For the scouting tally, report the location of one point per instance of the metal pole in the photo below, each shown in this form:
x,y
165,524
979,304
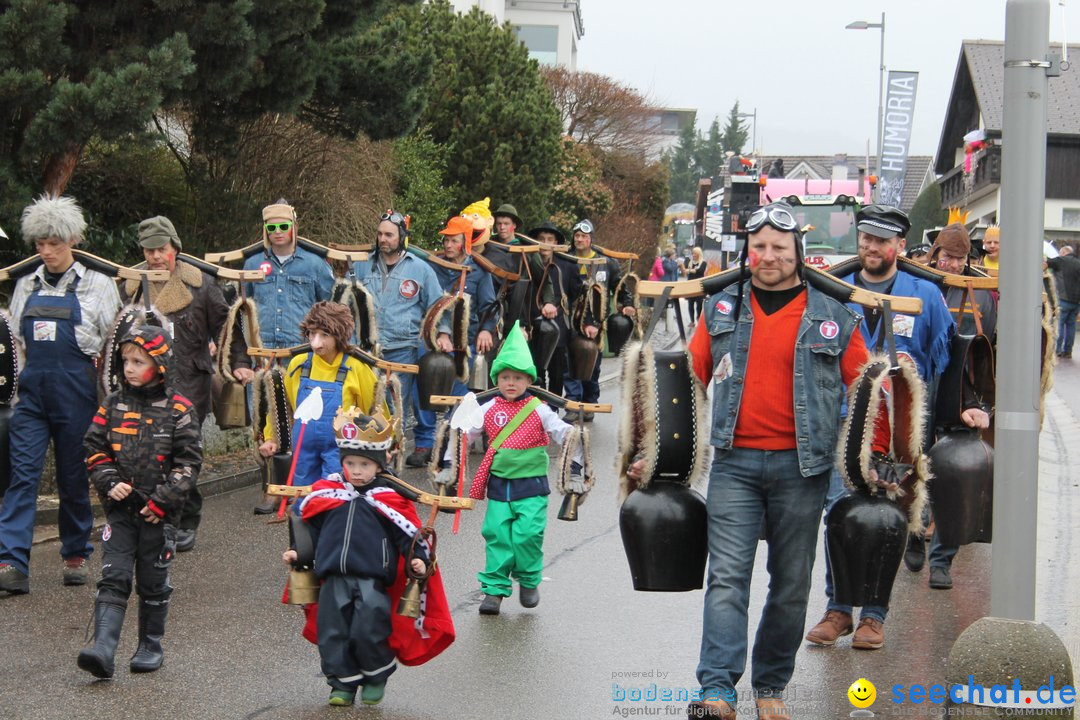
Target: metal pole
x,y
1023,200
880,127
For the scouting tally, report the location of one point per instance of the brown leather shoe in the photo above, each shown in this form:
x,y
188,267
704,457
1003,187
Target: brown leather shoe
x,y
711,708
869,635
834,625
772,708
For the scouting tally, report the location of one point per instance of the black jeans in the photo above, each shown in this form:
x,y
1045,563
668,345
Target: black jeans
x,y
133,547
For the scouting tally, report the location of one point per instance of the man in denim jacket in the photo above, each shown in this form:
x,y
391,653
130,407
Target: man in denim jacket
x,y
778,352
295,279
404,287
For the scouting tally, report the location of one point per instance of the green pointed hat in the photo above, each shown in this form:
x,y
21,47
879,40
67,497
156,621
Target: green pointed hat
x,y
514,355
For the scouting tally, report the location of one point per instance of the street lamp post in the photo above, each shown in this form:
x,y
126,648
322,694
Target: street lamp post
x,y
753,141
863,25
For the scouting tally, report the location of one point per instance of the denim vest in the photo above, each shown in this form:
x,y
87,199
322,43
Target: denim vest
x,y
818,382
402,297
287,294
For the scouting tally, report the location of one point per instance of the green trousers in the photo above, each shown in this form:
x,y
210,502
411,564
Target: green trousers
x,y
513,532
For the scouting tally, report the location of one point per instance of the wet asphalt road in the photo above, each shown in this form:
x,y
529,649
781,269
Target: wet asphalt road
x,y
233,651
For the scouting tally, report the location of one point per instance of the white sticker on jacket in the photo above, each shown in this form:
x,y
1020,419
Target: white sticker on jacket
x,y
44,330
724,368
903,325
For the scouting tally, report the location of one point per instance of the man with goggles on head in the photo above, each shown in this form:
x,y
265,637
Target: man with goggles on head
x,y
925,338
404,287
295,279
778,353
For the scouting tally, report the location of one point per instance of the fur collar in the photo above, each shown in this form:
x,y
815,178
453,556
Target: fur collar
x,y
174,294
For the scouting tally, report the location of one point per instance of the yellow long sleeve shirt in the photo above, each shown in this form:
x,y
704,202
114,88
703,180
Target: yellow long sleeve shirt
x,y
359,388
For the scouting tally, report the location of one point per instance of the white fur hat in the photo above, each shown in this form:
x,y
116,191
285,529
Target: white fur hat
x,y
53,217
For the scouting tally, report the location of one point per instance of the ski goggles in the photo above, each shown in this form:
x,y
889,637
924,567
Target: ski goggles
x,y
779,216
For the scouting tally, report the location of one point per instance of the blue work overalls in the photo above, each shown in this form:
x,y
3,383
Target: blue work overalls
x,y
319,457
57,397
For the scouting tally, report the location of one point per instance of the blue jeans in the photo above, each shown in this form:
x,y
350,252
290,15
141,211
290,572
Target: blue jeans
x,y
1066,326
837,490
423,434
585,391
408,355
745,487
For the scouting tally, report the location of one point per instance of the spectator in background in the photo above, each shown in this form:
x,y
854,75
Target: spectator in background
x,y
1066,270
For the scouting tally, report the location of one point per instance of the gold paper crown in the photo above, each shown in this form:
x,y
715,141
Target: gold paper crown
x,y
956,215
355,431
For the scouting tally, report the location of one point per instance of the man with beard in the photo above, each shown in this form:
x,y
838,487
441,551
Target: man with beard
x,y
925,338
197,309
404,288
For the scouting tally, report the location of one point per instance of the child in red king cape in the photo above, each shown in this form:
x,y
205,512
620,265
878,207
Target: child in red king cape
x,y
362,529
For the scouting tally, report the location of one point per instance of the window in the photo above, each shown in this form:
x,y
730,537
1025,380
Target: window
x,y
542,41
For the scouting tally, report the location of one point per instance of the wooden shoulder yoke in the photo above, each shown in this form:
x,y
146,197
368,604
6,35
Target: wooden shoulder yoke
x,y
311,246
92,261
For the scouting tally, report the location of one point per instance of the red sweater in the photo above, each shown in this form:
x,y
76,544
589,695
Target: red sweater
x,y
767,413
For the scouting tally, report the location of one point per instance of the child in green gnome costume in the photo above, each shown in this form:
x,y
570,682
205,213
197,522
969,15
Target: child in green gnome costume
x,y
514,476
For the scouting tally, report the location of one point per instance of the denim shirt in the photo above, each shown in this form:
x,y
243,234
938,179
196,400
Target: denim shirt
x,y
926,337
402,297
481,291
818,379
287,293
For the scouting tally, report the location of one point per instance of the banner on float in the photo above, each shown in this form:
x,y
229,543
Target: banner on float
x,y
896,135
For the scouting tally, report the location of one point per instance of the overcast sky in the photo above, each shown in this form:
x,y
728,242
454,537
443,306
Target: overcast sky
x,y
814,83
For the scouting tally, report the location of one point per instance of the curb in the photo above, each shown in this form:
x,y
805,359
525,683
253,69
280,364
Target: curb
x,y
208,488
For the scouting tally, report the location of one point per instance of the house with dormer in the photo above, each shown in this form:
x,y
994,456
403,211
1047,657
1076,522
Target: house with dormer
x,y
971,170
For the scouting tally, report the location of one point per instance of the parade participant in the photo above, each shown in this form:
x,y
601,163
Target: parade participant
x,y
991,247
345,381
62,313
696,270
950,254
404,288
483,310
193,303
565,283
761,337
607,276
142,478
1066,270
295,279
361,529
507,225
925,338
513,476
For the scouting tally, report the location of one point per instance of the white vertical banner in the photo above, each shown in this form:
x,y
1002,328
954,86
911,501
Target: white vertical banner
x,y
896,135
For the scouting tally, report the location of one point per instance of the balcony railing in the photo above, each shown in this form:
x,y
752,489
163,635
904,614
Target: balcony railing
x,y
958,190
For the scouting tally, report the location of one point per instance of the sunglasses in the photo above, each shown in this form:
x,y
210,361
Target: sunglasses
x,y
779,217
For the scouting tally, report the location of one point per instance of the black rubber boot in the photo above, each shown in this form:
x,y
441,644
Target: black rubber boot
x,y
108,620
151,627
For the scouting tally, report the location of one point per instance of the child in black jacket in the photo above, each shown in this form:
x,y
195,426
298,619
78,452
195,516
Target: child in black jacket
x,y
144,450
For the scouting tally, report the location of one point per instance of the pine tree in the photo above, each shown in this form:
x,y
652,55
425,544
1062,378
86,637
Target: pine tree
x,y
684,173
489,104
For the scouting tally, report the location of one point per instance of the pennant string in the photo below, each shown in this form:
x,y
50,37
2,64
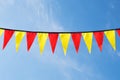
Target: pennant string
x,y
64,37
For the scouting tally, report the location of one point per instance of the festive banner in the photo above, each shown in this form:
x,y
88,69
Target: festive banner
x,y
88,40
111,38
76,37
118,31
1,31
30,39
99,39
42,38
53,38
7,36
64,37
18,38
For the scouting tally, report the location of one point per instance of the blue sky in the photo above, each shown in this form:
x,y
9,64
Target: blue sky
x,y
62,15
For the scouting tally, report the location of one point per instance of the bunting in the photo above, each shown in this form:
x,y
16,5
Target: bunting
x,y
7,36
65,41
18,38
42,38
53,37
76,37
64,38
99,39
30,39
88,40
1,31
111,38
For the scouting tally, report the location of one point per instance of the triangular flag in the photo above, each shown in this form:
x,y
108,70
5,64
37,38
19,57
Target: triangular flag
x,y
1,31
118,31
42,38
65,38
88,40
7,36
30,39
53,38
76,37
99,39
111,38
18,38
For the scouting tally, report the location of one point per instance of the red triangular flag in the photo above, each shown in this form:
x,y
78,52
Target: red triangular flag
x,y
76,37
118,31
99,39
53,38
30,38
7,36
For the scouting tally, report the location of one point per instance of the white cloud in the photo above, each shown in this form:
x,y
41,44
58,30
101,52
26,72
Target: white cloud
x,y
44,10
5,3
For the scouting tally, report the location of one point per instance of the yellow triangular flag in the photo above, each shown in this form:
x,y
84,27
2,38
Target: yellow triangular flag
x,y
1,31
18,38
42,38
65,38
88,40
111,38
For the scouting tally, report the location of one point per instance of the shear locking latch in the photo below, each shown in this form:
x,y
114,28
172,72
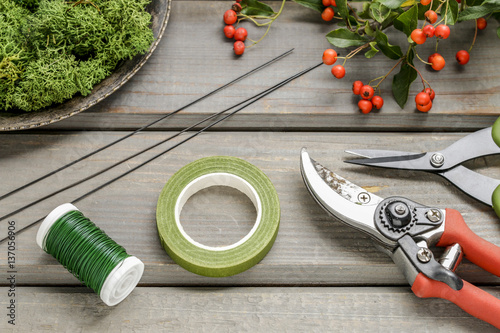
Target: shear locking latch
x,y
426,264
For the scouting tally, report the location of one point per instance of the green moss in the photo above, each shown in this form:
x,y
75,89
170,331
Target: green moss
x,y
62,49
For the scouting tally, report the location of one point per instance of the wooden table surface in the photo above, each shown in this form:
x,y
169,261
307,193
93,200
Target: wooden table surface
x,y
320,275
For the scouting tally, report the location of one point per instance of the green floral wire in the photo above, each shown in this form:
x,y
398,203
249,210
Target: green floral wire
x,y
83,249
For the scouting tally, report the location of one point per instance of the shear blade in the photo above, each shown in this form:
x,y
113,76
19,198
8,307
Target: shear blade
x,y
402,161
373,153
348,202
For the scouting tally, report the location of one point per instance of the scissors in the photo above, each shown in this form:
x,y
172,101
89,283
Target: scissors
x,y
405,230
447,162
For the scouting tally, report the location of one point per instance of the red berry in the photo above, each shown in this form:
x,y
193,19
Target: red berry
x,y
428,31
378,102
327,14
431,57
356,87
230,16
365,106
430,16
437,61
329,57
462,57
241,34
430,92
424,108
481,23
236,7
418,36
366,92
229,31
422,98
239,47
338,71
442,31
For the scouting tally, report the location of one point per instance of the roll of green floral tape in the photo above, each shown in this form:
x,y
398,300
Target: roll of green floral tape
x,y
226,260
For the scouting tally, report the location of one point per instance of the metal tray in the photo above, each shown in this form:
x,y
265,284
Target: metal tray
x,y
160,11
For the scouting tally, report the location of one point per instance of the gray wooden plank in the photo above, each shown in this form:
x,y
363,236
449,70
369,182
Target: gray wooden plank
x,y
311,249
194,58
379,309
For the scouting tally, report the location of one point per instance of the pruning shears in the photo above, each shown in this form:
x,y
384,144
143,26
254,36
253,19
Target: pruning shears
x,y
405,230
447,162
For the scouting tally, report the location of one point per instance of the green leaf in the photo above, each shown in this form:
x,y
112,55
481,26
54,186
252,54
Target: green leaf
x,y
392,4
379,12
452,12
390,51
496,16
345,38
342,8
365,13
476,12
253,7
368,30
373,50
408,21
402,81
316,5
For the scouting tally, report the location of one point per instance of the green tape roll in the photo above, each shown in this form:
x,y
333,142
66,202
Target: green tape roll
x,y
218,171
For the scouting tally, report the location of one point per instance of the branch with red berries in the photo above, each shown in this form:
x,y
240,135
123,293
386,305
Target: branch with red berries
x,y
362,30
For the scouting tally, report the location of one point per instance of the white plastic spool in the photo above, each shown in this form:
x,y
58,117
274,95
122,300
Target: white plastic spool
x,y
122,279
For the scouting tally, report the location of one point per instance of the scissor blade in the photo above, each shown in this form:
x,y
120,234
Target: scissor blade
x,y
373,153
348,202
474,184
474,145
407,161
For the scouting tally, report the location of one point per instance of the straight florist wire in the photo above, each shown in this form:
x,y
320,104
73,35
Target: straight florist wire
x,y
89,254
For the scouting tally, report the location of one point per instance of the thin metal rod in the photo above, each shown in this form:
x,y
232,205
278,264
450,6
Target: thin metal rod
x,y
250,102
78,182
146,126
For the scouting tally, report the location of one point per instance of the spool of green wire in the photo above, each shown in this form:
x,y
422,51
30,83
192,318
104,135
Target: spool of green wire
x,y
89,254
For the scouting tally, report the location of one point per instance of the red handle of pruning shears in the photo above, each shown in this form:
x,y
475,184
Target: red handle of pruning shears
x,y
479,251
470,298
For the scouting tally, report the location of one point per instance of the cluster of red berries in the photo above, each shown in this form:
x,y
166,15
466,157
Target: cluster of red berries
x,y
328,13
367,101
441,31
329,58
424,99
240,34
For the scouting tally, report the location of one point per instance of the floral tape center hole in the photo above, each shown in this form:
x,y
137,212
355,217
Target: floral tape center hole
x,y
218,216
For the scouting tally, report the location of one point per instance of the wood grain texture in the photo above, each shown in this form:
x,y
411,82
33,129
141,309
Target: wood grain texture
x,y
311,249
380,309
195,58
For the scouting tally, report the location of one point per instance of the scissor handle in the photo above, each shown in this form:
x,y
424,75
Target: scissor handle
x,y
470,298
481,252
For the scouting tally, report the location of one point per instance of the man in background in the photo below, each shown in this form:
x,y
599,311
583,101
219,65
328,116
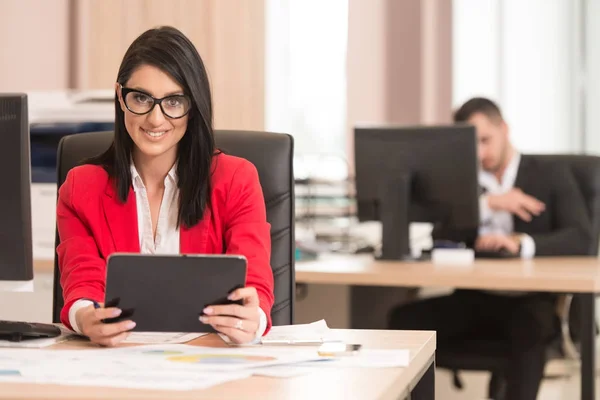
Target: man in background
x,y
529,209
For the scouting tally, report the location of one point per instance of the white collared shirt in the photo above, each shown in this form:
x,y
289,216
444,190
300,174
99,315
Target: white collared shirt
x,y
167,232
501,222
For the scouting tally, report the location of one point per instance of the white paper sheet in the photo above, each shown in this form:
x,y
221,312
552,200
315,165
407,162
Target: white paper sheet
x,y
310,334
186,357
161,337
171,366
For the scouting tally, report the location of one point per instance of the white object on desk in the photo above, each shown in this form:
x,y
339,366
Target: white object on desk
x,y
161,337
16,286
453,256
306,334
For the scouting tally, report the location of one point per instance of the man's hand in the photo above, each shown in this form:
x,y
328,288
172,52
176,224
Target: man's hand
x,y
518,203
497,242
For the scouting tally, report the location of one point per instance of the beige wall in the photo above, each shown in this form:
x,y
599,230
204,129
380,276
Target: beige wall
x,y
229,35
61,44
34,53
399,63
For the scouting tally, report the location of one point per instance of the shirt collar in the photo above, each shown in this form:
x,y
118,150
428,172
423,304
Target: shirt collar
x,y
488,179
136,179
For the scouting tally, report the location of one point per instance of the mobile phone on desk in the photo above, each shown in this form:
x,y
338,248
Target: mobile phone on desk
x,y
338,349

::::

=== Aim of the task ===
Reproduce the material from the line containing "the white object" through the end of the material, substituting "field count" for "scouting tally" and leaving everything else unchanged.

=== Solved problem ===
For the field count, report the location of one point per instance of the white object on desk in the photo above, each shown in this form:
x,y
339,366
Target: white object on desk
x,y
161,337
16,286
453,256
306,334
For the field count, report the location of one point per instance of the man's hand in the photo above, each shown in this form:
x,y
328,288
172,52
176,224
Target: man's hand
x,y
518,203
497,242
For the field count, report the location of one point per instance of the beige wall in the photo above, each shown in this form:
x,y
599,230
204,129
380,276
Target: beige wall
x,y
229,35
61,44
34,53
399,63
For the field count, report the location of one point per instance of the shirt collar in the photo above, each shown in this form:
x,y
118,150
428,172
423,304
Target: shirt collar
x,y
488,179
136,179
For the field count, report the location of one point per instance of the mobile phone on desk in the photo above, each shown in this form:
x,y
338,248
Target: mobile phone on desk
x,y
338,349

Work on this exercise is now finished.